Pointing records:

--------------------------------

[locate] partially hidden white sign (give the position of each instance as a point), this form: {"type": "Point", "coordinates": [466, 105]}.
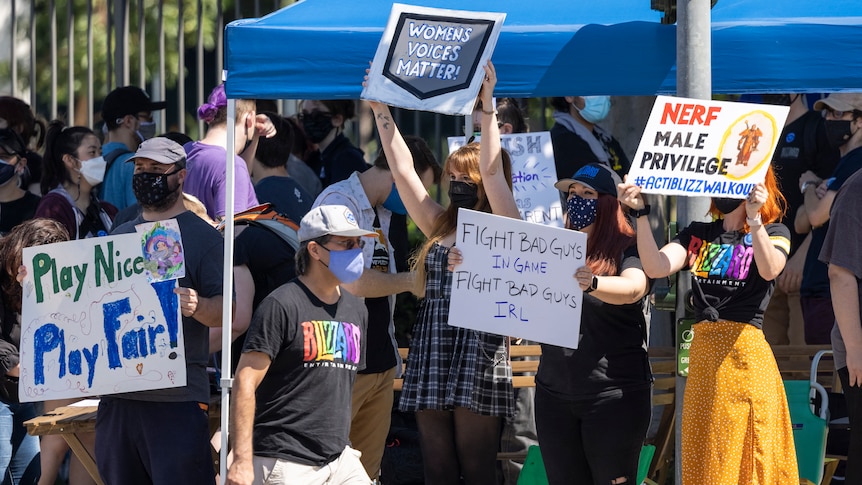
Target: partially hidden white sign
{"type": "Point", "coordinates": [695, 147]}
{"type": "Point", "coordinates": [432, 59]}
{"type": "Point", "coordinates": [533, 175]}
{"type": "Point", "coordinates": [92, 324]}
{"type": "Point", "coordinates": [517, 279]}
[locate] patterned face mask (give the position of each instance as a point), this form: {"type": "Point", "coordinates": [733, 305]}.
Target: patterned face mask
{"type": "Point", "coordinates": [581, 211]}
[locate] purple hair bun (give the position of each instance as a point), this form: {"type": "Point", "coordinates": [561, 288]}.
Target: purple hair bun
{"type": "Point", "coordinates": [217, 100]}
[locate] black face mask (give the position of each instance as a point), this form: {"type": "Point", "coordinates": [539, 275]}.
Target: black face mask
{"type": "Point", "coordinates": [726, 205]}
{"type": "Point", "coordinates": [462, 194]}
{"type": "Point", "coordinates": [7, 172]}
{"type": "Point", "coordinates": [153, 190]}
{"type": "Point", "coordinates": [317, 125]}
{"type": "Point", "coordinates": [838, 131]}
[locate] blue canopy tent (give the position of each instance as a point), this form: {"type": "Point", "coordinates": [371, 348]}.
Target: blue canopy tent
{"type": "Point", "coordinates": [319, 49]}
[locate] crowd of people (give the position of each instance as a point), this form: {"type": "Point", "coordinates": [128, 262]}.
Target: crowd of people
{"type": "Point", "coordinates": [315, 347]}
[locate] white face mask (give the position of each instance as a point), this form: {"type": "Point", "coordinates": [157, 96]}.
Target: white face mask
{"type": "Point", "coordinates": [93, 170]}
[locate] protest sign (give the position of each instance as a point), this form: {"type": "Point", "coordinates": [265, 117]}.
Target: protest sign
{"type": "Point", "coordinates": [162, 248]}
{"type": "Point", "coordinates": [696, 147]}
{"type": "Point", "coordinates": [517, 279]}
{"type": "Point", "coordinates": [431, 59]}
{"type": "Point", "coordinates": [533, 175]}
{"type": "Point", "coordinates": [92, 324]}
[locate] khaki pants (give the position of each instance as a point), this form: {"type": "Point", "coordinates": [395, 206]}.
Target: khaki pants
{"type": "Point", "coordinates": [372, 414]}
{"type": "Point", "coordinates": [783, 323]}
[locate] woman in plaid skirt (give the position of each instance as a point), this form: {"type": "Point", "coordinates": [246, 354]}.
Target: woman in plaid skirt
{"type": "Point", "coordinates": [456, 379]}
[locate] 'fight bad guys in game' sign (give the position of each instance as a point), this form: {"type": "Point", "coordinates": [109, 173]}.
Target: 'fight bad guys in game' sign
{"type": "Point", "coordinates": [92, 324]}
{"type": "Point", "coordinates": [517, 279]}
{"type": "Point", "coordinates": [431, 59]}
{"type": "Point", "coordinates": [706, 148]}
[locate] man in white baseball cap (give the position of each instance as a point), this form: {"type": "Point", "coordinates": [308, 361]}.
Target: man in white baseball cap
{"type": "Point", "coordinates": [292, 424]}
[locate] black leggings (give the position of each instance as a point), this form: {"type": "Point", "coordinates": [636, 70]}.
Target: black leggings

--------------------------------

WRITTEN INSTRUCTION:
Copy every line of the records above word for word, omitting the pictures.

FULL OUTPUT:
[locate] partially hidden white sign (give the position of each instance as a point), this form: {"type": "Point", "coordinates": [466, 105]}.
Target: partially hidden white sign
{"type": "Point", "coordinates": [695, 147]}
{"type": "Point", "coordinates": [432, 59]}
{"type": "Point", "coordinates": [533, 175]}
{"type": "Point", "coordinates": [92, 324]}
{"type": "Point", "coordinates": [517, 279]}
[locate] patterned face mask (give the position of each instance as a point), this form: {"type": "Point", "coordinates": [733, 305]}.
Target: patterned face mask
{"type": "Point", "coordinates": [581, 211]}
[locate] purple hair bun (give the position of each instance as a point), this form: {"type": "Point", "coordinates": [561, 288]}.
Target: purple hair bun
{"type": "Point", "coordinates": [217, 100]}
[locate] black face mask (give the position of each instance as a point), this form: {"type": "Point", "coordinates": [539, 275]}.
Target: black face mask
{"type": "Point", "coordinates": [726, 205]}
{"type": "Point", "coordinates": [462, 194]}
{"type": "Point", "coordinates": [7, 172]}
{"type": "Point", "coordinates": [153, 190]}
{"type": "Point", "coordinates": [317, 125]}
{"type": "Point", "coordinates": [838, 131]}
[locate] blue canopy tent (give the position of each instance as a point), this form: {"type": "Point", "coordinates": [371, 348]}.
Target: blue canopy tent
{"type": "Point", "coordinates": [319, 49]}
[locate] crowd of people (give the position of each instance as a point), this form: {"type": "Point", "coordinates": [128, 262]}.
Target: crowd of people
{"type": "Point", "coordinates": [315, 347]}
[locate] white face mask (give the position of each instance as a point), this form: {"type": "Point", "coordinates": [157, 96]}.
Target: white face mask
{"type": "Point", "coordinates": [93, 170]}
[locate] protest sign (give the position of each instance as a point), this form: {"type": "Point", "coordinates": [265, 117]}.
Target: protest sign
{"type": "Point", "coordinates": [162, 248]}
{"type": "Point", "coordinates": [696, 147]}
{"type": "Point", "coordinates": [517, 279]}
{"type": "Point", "coordinates": [431, 59]}
{"type": "Point", "coordinates": [533, 175]}
{"type": "Point", "coordinates": [92, 324]}
[locate] khaki pants (give the position of each instance as a point), this form: {"type": "Point", "coordinates": [395, 206]}.
Target: khaki pants
{"type": "Point", "coordinates": [372, 414]}
{"type": "Point", "coordinates": [783, 323]}
[locate] woman in plaid skirt (give the position of each instance as a point), this form: {"type": "Point", "coordinates": [246, 354]}.
Target: woman in plaid skirt
{"type": "Point", "coordinates": [456, 379]}
[locate] 'fight bad guys in game' sign (give the position of each instance as a point), this form: {"type": "Point", "coordinates": [109, 173]}.
Target: 'fight bad guys in game' sign
{"type": "Point", "coordinates": [92, 324]}
{"type": "Point", "coordinates": [517, 279]}
{"type": "Point", "coordinates": [431, 59]}
{"type": "Point", "coordinates": [706, 148]}
[locate] man in white baseball cap (give the position of each instance as a point), this form: {"type": "Point", "coordinates": [308, 361]}.
Target: man in white baseball cap
{"type": "Point", "coordinates": [292, 424]}
[locate] black leggings (give the position of each instance as a point), this form: {"type": "Point", "coordinates": [636, 70]}.
Target: black leggings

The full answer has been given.